» Problems and tasks
A) Answer these questions from the memoir list, one line each:
(i) At what age was Gentry married?
(ii) In what year did Rojas Contreras travel to disinter her grandfather's remains?
(iii) In what city did Kendra Allen grow up?
B) Render this sentence from the memoir list in Spanish: "Some of the most compelling stories are those that are true."
C) Transcribe the part of the memoir list between "Nonfiction doesn’t mean" and "to your TBR!", inclusive.

» Text under study
Memoirs You Should Check Out By: Paloma Lenz

Nonfiction doesn’t mean textbooks and data. Some of the most compelling stories are those that are true. So here are some memoirs we think you should add to your TBR!

Walking Gentry Home by Alora Young

The lives of young Black girls and Black women come together to form a uniquely American epic in verse.

Alora Young gives voice to her unnamed ancestors using information from archival research, the last will and testament of an enslaver, formal interviews, and a DNA test. She deftly retells the stories of Amy, the first of Young’s foremothers to arrive in Tennessee; her great-grandmother Gentry, unhappily married at fourteen; and her mother, a teenage beauty queen, rejected by her white neighbors. Then we meet Young in the present day as she leaves her childhood behind and enters young adulthood.

Each poem is a story in verse that speaks to generational curses, coming of age, fleeting loves and lasting consequences, and the legacy of slavery in our nation’s psyche.

The Man Who Could Move Clouds by Ingrid Rojas Contreras

Magic runs in Ingrid Rojas Contreras’s family. Not much could shock her as a child in Colombia in the late 80s and 90s. Yet, her mother and maternal grandfather were gifted with what her family called “the secrets.” They had the power to talk to the dead, tell the future, heal the sick, and move the clouds.

Rojas Contreras suffered a head injury that left her with amnesia while living in the United States in her twenties. As she recovered, her family reveals that this same traumatic event happened before. Her mother took a fall that left her with amnesia, and, received access to “the secrets” after recovery.

In 2012, on a journey to disinter her grandfather’s remains, with her unpredictable and hilarious mother as her guide, Rojas Contreras traced her lineage back to her Indigenous and Spanish roots. This exploration uncovers a gulf in her mestizo family between those who believe “the secrets” are a gift and those who think they’re a curse.

Fruit Punch by Kendra Allen

Growing up in Dallas, Texas, in the nineties and early 2000s, Kendra Allen had a complicated, loving, and intense family life. It was filled with desire and community with undercurrents of violence and turmoil. She recounts slowly discovering outlets to help navigate growing up and against the expected performance of being a young Black woman in the South, touching on everything from questions of beauty to how we form concepts of ourselves.

I’m Not Broken by Jesse Leon – August 23, 2022

In his courageous and inspiring memoir, Jesse Leon recounts a childhood devastated by sex trafficking, street life, and substance abuse. Leon shares the heartbreaking and remarkable story of taking back his life. It’s a journey that leads him to the steps of Harvard University. From being the lone young person of color in Narcotics Anonymous meetings to coming to terms with his own sexual identity to becoming an engaged mentor for incarcerated youth, Jesse finds the will to live with the love and support of his family, friends, and mentors.

» Information given
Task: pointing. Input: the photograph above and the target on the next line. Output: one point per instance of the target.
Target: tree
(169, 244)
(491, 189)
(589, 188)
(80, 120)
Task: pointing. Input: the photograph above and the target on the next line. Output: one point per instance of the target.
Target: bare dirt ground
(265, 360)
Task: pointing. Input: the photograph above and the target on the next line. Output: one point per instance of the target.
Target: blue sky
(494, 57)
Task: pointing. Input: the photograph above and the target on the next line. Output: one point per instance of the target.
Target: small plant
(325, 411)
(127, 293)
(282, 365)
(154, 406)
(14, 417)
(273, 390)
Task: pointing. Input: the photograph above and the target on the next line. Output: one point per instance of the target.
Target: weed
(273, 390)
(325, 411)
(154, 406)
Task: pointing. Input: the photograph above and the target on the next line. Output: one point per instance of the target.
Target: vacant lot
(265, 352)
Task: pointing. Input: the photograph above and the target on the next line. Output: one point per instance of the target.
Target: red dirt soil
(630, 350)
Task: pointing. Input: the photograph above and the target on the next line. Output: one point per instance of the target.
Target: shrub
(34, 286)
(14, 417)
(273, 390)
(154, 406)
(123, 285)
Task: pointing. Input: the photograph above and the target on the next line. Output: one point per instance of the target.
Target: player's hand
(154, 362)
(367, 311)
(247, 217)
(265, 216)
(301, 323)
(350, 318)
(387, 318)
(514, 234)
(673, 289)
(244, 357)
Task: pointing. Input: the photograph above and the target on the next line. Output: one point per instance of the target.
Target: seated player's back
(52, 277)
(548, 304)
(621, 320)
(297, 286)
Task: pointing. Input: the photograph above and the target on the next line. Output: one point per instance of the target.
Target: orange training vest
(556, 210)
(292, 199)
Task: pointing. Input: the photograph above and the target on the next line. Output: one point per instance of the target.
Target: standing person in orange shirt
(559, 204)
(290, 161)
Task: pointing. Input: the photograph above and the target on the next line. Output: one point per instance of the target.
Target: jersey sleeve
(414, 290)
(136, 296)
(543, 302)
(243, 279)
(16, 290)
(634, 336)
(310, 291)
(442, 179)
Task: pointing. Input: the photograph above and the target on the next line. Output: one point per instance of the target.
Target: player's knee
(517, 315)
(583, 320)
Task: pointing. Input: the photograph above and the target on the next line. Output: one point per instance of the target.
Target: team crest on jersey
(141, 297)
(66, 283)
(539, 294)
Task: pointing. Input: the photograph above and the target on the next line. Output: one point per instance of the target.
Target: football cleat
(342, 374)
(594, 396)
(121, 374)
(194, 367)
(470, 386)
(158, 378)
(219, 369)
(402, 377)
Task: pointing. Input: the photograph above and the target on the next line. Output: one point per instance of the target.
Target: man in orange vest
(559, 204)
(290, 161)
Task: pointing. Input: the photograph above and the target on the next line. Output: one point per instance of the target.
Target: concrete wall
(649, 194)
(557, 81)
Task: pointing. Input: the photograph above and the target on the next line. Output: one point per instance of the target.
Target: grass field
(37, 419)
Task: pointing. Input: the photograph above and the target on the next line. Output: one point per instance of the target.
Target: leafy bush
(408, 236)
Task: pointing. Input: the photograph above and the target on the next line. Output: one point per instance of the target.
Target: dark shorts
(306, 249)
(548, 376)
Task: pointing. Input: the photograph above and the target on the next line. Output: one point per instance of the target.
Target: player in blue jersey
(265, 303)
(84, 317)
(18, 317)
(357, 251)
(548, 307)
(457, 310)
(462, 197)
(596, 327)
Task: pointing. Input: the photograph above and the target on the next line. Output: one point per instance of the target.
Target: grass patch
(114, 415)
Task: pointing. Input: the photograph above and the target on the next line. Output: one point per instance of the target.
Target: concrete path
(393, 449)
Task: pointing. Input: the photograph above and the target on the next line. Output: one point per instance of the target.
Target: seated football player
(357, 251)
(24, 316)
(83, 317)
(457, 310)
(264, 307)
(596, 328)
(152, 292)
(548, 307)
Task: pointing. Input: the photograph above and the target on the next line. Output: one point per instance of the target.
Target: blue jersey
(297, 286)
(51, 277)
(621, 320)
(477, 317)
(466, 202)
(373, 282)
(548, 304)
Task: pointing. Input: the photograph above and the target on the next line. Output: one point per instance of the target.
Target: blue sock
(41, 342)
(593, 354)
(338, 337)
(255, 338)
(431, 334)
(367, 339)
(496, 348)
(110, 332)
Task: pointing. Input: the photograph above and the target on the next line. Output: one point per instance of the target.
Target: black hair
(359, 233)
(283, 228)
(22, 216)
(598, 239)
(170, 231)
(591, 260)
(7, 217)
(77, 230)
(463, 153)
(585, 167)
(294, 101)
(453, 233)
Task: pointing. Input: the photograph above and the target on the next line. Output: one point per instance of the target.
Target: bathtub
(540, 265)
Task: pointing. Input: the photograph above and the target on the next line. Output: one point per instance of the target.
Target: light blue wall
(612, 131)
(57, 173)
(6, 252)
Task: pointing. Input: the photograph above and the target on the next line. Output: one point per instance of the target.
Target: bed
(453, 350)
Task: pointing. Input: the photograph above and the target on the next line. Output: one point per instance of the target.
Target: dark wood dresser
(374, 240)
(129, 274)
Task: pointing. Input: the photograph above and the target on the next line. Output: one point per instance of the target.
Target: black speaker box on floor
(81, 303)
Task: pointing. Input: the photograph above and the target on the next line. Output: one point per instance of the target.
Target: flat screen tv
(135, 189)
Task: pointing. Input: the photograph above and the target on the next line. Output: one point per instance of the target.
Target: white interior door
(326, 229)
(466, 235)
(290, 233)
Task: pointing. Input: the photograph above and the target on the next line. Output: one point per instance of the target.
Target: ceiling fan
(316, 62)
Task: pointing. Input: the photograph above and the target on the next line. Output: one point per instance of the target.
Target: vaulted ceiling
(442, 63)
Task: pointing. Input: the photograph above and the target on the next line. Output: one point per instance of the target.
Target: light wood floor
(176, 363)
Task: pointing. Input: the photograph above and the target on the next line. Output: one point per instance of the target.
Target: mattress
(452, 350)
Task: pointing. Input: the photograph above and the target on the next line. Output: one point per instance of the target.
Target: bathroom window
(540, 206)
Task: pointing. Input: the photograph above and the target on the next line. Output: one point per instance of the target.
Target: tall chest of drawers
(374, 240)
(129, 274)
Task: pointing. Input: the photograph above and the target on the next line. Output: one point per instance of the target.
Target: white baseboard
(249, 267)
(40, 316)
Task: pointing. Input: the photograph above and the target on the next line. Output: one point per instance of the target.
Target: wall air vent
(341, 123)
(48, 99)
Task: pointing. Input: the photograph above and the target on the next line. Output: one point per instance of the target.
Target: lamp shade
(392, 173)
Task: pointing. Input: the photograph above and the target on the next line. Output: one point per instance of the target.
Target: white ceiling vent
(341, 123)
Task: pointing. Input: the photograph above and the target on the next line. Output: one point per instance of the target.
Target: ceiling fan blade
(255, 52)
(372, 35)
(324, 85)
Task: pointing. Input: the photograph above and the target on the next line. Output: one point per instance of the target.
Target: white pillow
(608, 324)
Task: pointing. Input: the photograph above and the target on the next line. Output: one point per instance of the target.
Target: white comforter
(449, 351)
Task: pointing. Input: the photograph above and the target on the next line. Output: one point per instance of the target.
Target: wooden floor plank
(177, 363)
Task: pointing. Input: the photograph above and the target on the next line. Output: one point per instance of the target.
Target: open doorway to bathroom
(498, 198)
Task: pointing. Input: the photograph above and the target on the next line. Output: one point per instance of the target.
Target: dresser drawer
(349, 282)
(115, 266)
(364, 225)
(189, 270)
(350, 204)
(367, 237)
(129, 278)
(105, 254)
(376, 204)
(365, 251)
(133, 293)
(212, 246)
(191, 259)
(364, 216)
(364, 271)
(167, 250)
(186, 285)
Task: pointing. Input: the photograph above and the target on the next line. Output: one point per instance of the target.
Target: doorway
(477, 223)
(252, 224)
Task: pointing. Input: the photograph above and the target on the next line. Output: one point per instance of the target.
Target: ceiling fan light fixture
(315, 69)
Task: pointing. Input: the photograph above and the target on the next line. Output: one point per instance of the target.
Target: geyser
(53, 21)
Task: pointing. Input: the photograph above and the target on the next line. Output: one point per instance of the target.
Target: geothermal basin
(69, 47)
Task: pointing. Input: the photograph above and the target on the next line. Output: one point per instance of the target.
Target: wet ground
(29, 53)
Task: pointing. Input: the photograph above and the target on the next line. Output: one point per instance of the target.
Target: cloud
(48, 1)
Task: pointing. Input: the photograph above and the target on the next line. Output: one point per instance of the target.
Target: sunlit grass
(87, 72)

» Answers below
A)
(i) Fourteen
(ii) 2012
(iii) Dallas, Texas

B) Algunas de las historias más cautivadoras son las que son verdaderas.

C)
Nonfiction doesn’t mean textbooks and data. Some of the most compelling stories are those that are true. So here are some memoirs we think you should add to your TBR!